PROBLEM DETAILS -> Resume the nom parser combinator documentation, picking up right after its final sentence about recognizing "HTTP", a space, and a version.

PROVIDED PASSAGE ->
>>>

54//! The code is available on [GitHub](https://github.com/rust-bakery/nom)
55//!
56//! There are a few [guides](https://github.com/rust-bakery/nom/tree/main/doc) with more details
57//! about [how to write parsers](https://github.com/rust-bakery/nom/blob/main/doc/making_a_new_parser_from_scratch.md),
58//! or the [error management system](https://github.com/rust-bakery/nom/blob/main/doc/error_management.md).
59//! You can also check out the [recipes] module that contains examples of common patterns.
60//!
61//! **Looking for a specific combinator? Read the
62//! ["choose a combinator" guide](https://github.com/rust-bakery/nom/blob/main/doc/choosing_a_combinator.md)**
63//!
64//! If you are upgrading to nom 5.0, please read the
65//! [migration document](https://github.com/rust-bakery/nom/blob/main/doc/upgrading_to_nom_5.md).
66//!
67//! ## Parser combinators
68//!
69//! Parser combinators are an approach to parsers that is very different from
70//! software like [lex](https://en.wikipedia.org/wiki/Lex_(software)) and
71//! [yacc](https://en.wikipedia.org/wiki/Yacc). Instead of writing the grammar
72//! in a separate syntax and generating the corresponding code, you use very small
73//! functions with very specific purposes, like "take 5 bytes", or "recognize the
74//! word 'HTTP'", and assemble them in meaningful patterns like "recognize
75//! 'HTTP', then a space, then a version".

<<<

(Collected data entries)
>>>

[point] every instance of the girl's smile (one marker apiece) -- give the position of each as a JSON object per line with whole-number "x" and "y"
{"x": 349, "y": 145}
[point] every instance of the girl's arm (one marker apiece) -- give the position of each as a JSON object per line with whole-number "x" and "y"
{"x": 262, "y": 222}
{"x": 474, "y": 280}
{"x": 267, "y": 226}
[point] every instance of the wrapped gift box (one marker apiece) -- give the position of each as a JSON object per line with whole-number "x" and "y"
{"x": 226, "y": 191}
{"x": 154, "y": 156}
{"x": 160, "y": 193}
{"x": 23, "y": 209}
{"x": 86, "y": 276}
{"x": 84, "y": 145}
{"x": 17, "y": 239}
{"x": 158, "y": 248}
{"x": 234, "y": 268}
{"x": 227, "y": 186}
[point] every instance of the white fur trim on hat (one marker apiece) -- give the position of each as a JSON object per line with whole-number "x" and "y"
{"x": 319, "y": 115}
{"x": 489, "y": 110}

<<<

SOLVED PROBLEM ->
76//! The resulting code is small, and looks like the grammar you would have
77//! written with other parser approaches.
78//!
79//! This gives us a few advantages:
80//!
81//! - The parsers are small and easy to write
82//! - The parsers components are easy to reuse (if they're general enough, please add them to nom!)
83//! - The parsers components are easy to test separately (unit tests and property-based tests)
84//! - The parser combination code looks close to the grammar you would have written
85//! - You can build partial parsers, specific to the data you need at the moment, and ignore the rest
86//!
87//! Here is an example of one such parser, to recognize text between parentheses:
88//!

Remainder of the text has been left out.